#### [Task item]
Pictures appear in the records below; write out everything else exactly.

#### [Task input]
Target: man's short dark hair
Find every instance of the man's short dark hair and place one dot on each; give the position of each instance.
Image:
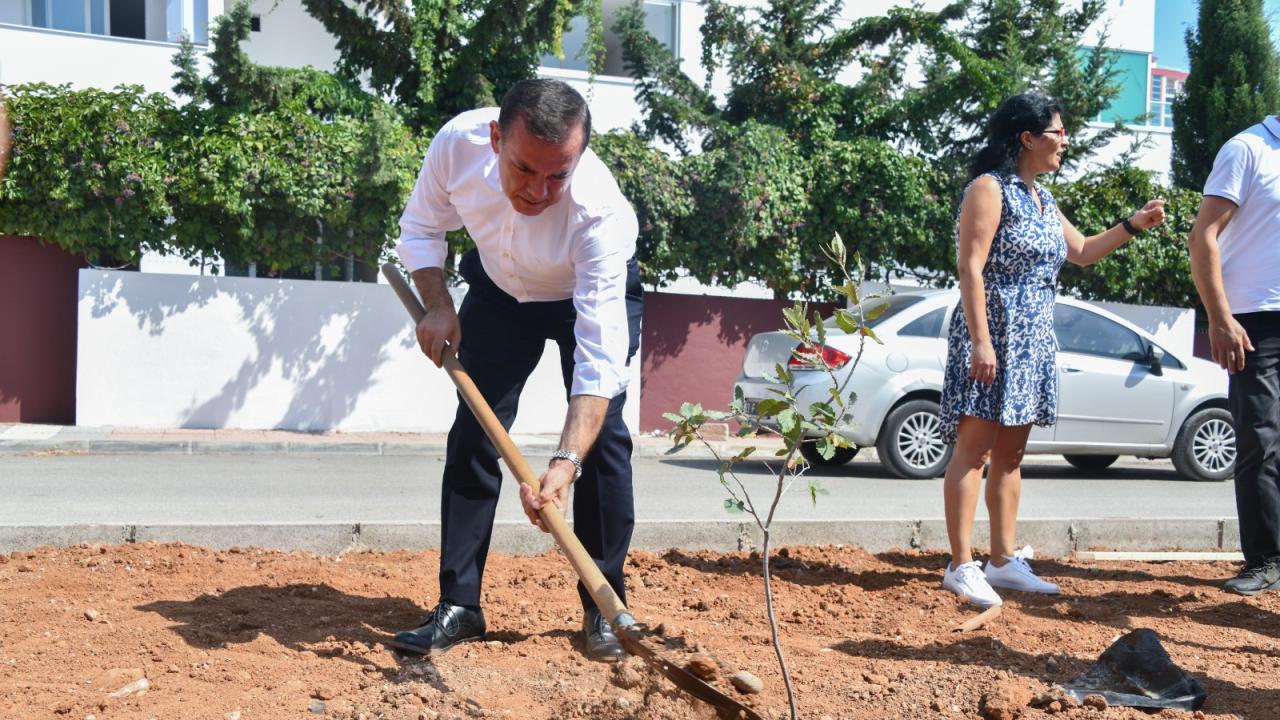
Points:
(551, 109)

#### [Solution for this exercise]
Target: man's short dark hair
Find every instance of the man's short dark hair and place one dot on each; give the position of each instance.
Image:
Points:
(551, 109)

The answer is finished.